begin Material provided

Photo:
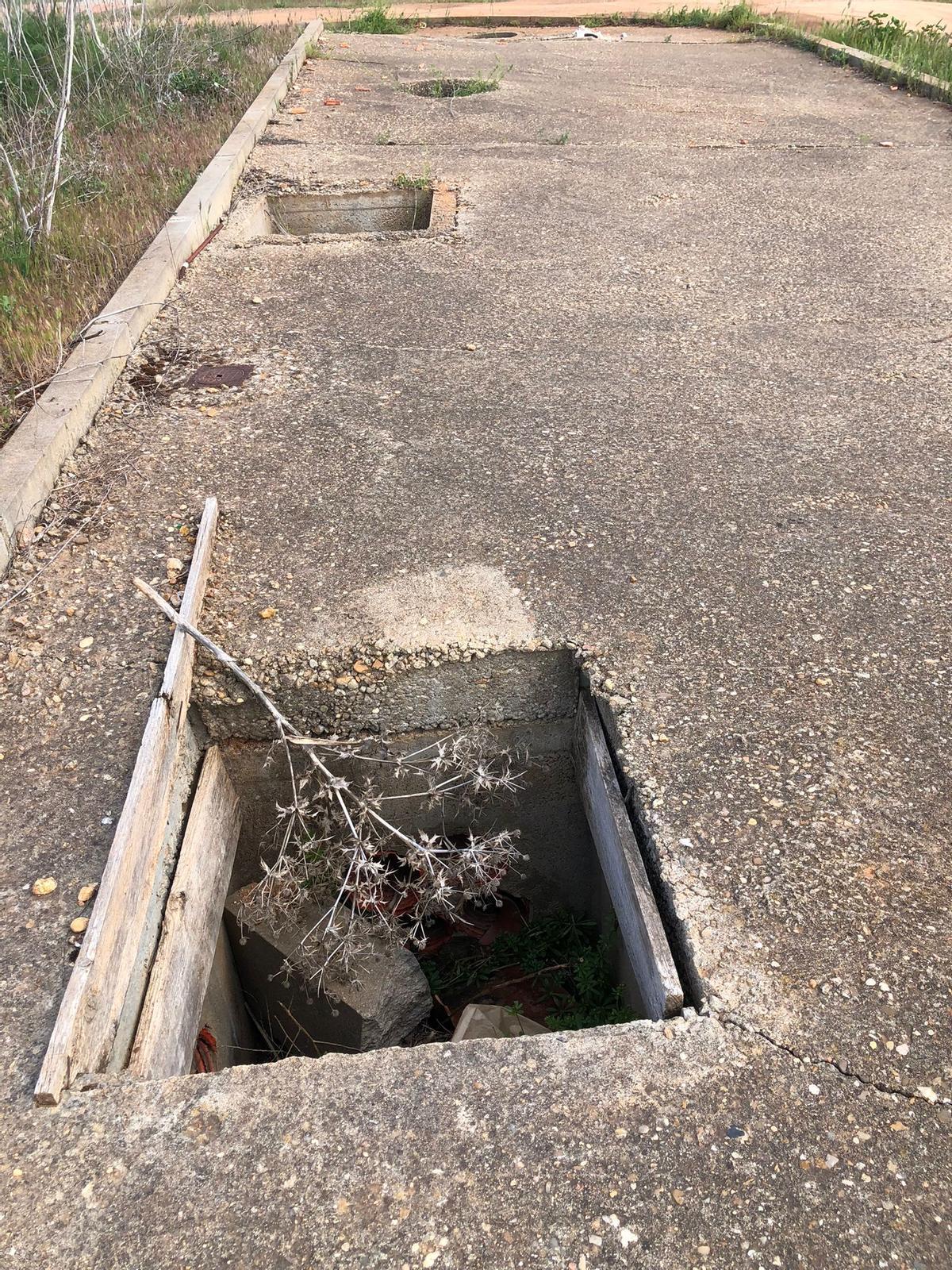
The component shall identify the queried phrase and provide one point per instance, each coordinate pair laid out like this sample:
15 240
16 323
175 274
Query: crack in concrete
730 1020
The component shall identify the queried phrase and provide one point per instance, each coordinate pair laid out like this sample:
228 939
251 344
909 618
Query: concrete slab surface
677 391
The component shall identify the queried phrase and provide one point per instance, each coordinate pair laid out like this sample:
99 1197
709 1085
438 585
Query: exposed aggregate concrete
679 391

end Material provided
begin Material provided

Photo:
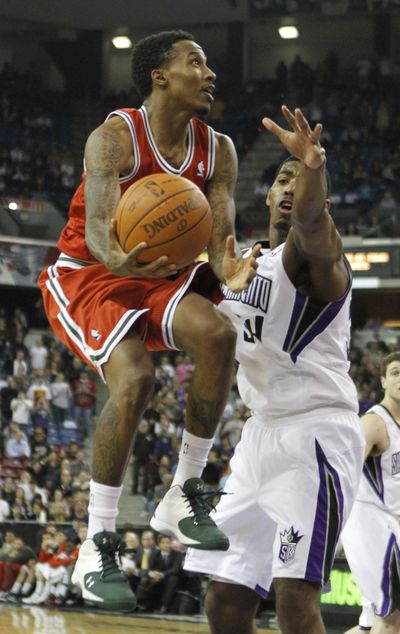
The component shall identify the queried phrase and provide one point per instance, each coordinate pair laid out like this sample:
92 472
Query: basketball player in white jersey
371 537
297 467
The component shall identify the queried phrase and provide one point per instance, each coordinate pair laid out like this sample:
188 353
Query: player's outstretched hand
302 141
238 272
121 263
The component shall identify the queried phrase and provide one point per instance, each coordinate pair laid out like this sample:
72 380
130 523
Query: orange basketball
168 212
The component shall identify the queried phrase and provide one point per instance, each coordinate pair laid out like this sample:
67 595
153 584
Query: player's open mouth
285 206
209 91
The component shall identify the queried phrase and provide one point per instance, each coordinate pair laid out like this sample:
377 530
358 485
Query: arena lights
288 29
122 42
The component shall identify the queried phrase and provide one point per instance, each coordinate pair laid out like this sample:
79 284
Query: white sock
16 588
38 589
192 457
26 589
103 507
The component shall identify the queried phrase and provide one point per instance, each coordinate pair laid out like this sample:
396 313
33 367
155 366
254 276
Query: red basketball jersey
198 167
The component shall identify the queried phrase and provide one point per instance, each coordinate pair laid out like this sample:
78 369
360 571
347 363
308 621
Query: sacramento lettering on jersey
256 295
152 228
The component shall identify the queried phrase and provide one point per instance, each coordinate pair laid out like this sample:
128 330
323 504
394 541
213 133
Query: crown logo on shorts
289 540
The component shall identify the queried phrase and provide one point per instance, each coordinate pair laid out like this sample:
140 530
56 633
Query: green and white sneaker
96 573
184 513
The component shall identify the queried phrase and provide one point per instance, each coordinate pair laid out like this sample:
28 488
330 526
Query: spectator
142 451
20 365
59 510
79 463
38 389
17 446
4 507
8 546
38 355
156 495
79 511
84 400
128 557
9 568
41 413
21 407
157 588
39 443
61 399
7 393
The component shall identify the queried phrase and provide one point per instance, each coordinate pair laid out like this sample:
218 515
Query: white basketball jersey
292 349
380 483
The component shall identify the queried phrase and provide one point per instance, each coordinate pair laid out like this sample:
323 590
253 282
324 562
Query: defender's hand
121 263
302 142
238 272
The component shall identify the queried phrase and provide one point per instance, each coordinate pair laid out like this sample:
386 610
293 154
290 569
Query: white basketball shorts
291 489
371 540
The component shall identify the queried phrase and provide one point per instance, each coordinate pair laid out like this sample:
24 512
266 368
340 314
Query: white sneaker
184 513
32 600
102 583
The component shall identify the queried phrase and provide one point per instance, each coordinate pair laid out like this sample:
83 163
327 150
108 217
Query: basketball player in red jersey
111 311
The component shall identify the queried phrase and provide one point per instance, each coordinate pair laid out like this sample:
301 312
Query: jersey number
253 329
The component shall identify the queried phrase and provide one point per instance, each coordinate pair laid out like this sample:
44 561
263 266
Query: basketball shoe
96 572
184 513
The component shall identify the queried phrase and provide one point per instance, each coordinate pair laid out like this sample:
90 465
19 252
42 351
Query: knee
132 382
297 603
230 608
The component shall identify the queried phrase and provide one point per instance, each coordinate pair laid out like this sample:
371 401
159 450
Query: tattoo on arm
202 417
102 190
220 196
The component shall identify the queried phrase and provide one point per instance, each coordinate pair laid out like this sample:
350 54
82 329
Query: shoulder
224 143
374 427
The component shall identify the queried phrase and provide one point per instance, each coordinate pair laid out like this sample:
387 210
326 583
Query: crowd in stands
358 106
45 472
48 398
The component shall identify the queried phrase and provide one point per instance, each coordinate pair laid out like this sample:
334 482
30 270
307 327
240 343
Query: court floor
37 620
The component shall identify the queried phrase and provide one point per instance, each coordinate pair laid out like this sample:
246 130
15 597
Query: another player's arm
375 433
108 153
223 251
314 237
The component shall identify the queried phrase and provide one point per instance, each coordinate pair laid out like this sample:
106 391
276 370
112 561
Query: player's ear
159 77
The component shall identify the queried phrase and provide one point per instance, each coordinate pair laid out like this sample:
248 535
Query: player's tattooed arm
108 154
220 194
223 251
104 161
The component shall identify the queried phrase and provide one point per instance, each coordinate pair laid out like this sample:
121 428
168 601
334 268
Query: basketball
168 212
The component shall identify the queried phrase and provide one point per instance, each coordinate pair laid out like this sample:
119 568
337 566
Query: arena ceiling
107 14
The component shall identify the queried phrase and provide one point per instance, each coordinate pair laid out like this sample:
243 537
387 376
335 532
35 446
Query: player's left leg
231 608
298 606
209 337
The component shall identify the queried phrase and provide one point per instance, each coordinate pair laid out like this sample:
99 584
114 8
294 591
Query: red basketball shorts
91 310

end Material provided

- [Set task]: Pick out every line in the entries above that contains the word "hand" and copy each one. Case counts.

- [Task solution]:
Query: player's outstretched hand
Query: defender's hand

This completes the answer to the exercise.